§ Exercise requirements: Would you set down each line of the data below exactly?

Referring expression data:
--

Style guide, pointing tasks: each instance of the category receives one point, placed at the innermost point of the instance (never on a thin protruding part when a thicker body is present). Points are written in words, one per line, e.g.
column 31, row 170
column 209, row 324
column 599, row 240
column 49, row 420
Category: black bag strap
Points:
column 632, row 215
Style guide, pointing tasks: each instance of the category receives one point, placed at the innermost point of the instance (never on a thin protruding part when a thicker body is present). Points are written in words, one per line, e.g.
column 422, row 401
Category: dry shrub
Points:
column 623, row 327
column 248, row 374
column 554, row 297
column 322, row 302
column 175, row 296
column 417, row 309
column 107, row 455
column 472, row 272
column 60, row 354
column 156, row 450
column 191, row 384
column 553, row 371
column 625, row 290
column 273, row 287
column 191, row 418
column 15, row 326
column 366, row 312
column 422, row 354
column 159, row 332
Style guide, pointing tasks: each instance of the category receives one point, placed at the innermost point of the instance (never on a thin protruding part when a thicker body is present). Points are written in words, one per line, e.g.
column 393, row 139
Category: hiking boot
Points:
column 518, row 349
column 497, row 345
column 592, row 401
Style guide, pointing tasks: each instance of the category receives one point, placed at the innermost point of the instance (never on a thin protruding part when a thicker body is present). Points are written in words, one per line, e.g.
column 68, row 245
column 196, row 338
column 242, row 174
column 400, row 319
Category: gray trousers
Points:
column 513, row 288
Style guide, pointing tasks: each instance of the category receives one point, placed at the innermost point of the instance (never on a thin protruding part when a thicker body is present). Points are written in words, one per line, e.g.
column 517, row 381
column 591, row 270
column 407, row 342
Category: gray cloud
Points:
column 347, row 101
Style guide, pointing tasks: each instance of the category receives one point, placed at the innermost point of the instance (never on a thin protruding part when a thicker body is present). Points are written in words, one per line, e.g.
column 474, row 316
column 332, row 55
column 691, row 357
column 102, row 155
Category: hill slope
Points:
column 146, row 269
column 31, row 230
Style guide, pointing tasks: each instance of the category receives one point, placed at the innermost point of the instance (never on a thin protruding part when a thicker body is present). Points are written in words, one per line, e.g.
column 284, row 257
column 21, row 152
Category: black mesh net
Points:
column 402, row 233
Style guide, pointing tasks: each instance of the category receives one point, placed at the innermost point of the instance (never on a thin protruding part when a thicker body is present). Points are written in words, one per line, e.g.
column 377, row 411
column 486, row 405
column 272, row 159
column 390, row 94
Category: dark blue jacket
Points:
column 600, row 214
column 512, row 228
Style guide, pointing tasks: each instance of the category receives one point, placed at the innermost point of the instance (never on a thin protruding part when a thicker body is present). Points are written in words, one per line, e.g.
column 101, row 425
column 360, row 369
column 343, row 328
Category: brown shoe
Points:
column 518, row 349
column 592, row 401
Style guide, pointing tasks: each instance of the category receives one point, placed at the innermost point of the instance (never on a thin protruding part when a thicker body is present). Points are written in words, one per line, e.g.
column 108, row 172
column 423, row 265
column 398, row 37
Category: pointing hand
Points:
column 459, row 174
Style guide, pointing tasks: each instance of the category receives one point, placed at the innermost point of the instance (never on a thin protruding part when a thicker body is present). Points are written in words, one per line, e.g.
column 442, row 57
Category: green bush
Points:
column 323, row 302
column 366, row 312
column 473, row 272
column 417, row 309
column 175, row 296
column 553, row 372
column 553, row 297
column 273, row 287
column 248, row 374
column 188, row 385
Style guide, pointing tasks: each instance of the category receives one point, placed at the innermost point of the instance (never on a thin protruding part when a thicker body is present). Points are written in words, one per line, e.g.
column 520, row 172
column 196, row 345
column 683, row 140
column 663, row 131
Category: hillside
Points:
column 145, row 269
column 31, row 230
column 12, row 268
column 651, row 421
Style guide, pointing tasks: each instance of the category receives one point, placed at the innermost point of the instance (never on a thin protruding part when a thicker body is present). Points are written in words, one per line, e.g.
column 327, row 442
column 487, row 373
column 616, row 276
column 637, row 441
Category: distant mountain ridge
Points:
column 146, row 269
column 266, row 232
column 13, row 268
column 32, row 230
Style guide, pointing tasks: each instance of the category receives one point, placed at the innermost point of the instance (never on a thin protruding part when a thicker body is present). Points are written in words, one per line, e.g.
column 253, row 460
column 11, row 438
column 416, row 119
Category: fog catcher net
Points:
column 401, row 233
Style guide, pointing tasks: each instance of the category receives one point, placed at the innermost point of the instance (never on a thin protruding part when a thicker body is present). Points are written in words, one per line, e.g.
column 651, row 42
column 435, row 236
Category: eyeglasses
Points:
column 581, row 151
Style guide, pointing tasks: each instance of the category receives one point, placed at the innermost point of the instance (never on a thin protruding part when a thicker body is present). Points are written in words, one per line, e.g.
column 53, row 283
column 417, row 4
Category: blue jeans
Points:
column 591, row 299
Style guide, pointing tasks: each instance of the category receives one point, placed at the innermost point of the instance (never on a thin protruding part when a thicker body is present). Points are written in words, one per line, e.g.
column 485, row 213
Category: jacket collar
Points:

--

§ Expected answer:
Style guide, pointing tasks: each instance of the category receives one point, placed at the innermost point of the instance (never on a thin protruding part when a thicker body is present). Points are written in words, one per line, e.g.
column 31, row 170
column 209, row 324
column 599, row 240
column 49, row 420
Category: black bag strap
Points:
column 632, row 215
Style guide, pointing tasks: each instance of the category receives one point, placed at the innermost point of the instance (never on a thin protruding part when a thicker body is present). Points are written in words, one per line, e.g.
column 422, row 401
Category: dry shrub
Points:
column 623, row 327
column 248, row 374
column 554, row 297
column 322, row 302
column 175, row 296
column 417, row 309
column 107, row 455
column 472, row 272
column 60, row 354
column 156, row 450
column 191, row 384
column 553, row 371
column 625, row 290
column 273, row 287
column 191, row 418
column 15, row 326
column 366, row 312
column 422, row 354
column 159, row 332
Style guide, pointing tasks: each instance of the category receives one point, placed at the innermost point of the instance (never on a thin protruding part when a thicker body is present). Points are written in words, one per line, e.g.
column 393, row 139
Category: hiking boot
Points:
column 518, row 349
column 497, row 345
column 592, row 401
Style guide, pointing tasks: each instance of the category receives one point, placed at the innermost point of the instance (never on a thin protruding part when a thicker body is present). Points are written in words, one per line, e.g.
column 68, row 245
column 196, row 338
column 242, row 174
column 400, row 319
Category: gray trousers
Points:
column 513, row 288
Style guide, pointing tasks: each instance of the category receives one point, placed at the innermost point of the instance (never on a thin protruding part when a thicker body is present). Points are written in words, one per line, e.g.
column 517, row 381
column 591, row 270
column 407, row 342
Category: gray cloud
Points:
column 347, row 101
Style guide, pointing tasks: each instance of the category receives one point, placed at the innermost point of the instance (never on a thin protruding part when a thicker body is present). Points are written in words, one per line, e.g.
column 474, row 316
column 332, row 55
column 691, row 357
column 102, row 155
Category: hill slope
Points:
column 146, row 269
column 31, row 230
Style guide, pointing tasks: each instance of the category receives one point, placed at the innermost point of the instance (never on a thin protruding part when a thicker body is present). Points are written in words, one per line, e.g.
column 284, row 257
column 21, row 152
Category: black mesh net
Points:
column 402, row 233
Style guide, pointing tasks: each instance of the category receives one point, placed at the innermost point of the instance (never on a thin protruding part when a thicker body is present). Points are written in words, one per line, e.g.
column 377, row 411
column 486, row 405
column 272, row 159
column 390, row 94
Category: dark blue jacket
Points:
column 600, row 214
column 512, row 228
Style guide, pointing tasks: each instance of the category receives one point, placed at the innermost point of the instance (never on a thin protruding part when a thicker body is present). Points are written in words, one per line, e.g.
column 101, row 425
column 360, row 369
column 343, row 328
Category: brown shoe
Points:
column 518, row 349
column 592, row 401
Style guide, pointing tasks: each instance of the category receives one point, placed at the innermost point of the instance (never on a thin protruding part when a thicker body is present). Points are written in words, one per line, e.g.
column 108, row 172
column 423, row 265
column 398, row 37
Category: pointing hand
Points:
column 459, row 174
Style guide, pointing tasks: each instance of the category receives one point, placed at the innermost point of the instance (never on a thin protruding part when a thicker body is present). Points are written in words, one per line, e.g.
column 442, row 57
Category: green bush
Points:
column 323, row 302
column 366, row 312
column 473, row 272
column 417, row 309
column 175, row 296
column 553, row 372
column 553, row 297
column 273, row 287
column 248, row 374
column 188, row 385
Style guide, pointing tasks: each instance of the category receives one point, placed at the innermost point of the instance (never on a thin protruding part when a thicker body is present). Points are written in words, one per line, e.g.
column 520, row 172
column 196, row 345
column 683, row 140
column 663, row 131
Category: hillside
Points:
column 145, row 269
column 31, row 230
column 12, row 268
column 651, row 421
Style guide, pointing tasks: each instance of the category receives one point, placed at the innermost point of the instance (never on a thin protruding part when a thicker body is present). Points are written in words, one per line, e.g.
column 327, row 442
column 487, row 373
column 616, row 276
column 637, row 441
Category: distant mountain ridge
Points:
column 146, row 269
column 266, row 232
column 13, row 268
column 32, row 230
Style guide, pointing tasks: each instance of the category receives one point, placed at the innermost point of the instance (never on a thin protruding part when a thicker body is present). Points are written in words, one per line, e.g.
column 253, row 460
column 11, row 438
column 416, row 119
Category: fog catcher net
Points:
column 401, row 233
Style guide, pointing tasks: each instance of the category receives one point, placed at the innermost point of the instance (never on a thin protruding part when a thicker body is present). Points are written in words, one per line, e.g.
column 651, row 42
column 435, row 236
Category: eyeglasses
Points:
column 581, row 151
Style guide, pointing tasks: each instance of the category receives one point, placed at the innermost point of the instance (never on a thin protruding part when a thicker body is present). Points are written in words, one per line, e.g.
column 53, row 283
column 417, row 4
Category: blue jeans
Points:
column 591, row 299
Style guide, pointing tasks: each instance of the category receives one point, placed at the innermost point of the instance (never on a thin protruding part when a thicker body is present). Points are written in words, one per line, e.g.
column 485, row 213
Category: jacket collar
Points:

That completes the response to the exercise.